++++ RECORDS FOR THE TASK ++++
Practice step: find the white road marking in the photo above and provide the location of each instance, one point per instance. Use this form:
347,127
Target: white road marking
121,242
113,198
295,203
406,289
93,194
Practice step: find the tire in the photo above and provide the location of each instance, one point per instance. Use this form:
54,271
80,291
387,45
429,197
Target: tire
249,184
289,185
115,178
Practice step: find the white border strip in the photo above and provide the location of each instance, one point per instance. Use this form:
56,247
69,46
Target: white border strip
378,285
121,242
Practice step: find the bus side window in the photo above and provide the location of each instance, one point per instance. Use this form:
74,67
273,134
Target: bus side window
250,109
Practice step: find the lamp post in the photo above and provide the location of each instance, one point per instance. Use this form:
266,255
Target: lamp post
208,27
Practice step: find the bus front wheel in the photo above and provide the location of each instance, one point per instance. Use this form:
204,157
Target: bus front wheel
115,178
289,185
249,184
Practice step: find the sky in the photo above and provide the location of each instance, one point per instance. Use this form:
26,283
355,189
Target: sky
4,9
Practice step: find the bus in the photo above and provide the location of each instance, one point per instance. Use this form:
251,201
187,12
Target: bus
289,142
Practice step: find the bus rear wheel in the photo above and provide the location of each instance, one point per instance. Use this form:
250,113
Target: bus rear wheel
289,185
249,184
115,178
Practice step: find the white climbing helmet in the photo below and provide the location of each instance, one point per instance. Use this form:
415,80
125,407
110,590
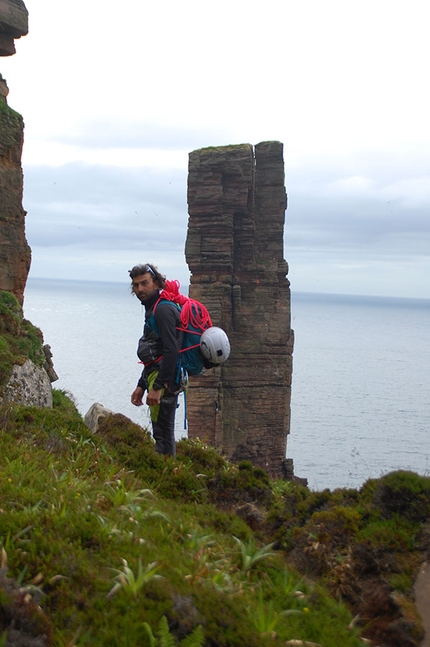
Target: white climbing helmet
215,345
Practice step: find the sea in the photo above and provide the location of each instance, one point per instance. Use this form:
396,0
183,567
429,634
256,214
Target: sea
++++
WORK REQUIRED
Copy every one of the entries above verbatim, omitting the pictures.

EXERCISE OUTPUT
Practice step: find the white road marking in the photo above and provide the location of each instance, one point per instance. Use this form:
347,127
Target: white road marking
121,242
113,198
295,203
406,289
93,194
Practice step: find the tire in the photo above and provide the location of each instance, one point per instance. Use this form:
54,271
80,291
387,45
429,197
Target: tire
249,184
289,185
115,178
Practice step: find the white border strip in the photo above and provide the location of each instance, one point per instance. Use this form:
56,247
69,46
Target: white border strip
378,285
121,242
Practice step: find the bus side window in the photo above and provide the location of each instance, one point per instance. Use this form:
74,67
273,134
Target: bus side window
250,109
Practice step: find the lamp post in the photo above and provide the location of each instance, one point per instance. Use this form:
266,255
Target: lamp post
208,27
Practice step: find the bus front wheel in the photo above and provide the location of each instance, one point per instance. Use this form:
204,157
Target: bus front wheel
115,178
289,185
249,184
Practice step: find the sky in the photo above and provide the location of each instance, one point per instance. Use this form:
26,283
355,189
Target: sky
4,9
Practice step: find the bus in the photo above and provide the location of each instance, one point per instance. Use this form:
251,201
187,12
Target: bus
289,142
Practice step: find the bus rear wheel in the photo above and provide the location of each instance, one point per instance. Use this form:
250,113
Target: bus rear wheel
289,185
249,184
115,178
Practice step: find the white climbing helmet in the photo below and provide the location of each instance, one point per instance. Use this form:
415,80
125,407
110,590
Target: white climbing helmet
215,345
Practice step: find the sea in the photo above and provide the location of each instance, one point per instance. Use this form:
396,0
183,567
429,634
256,214
Target: sea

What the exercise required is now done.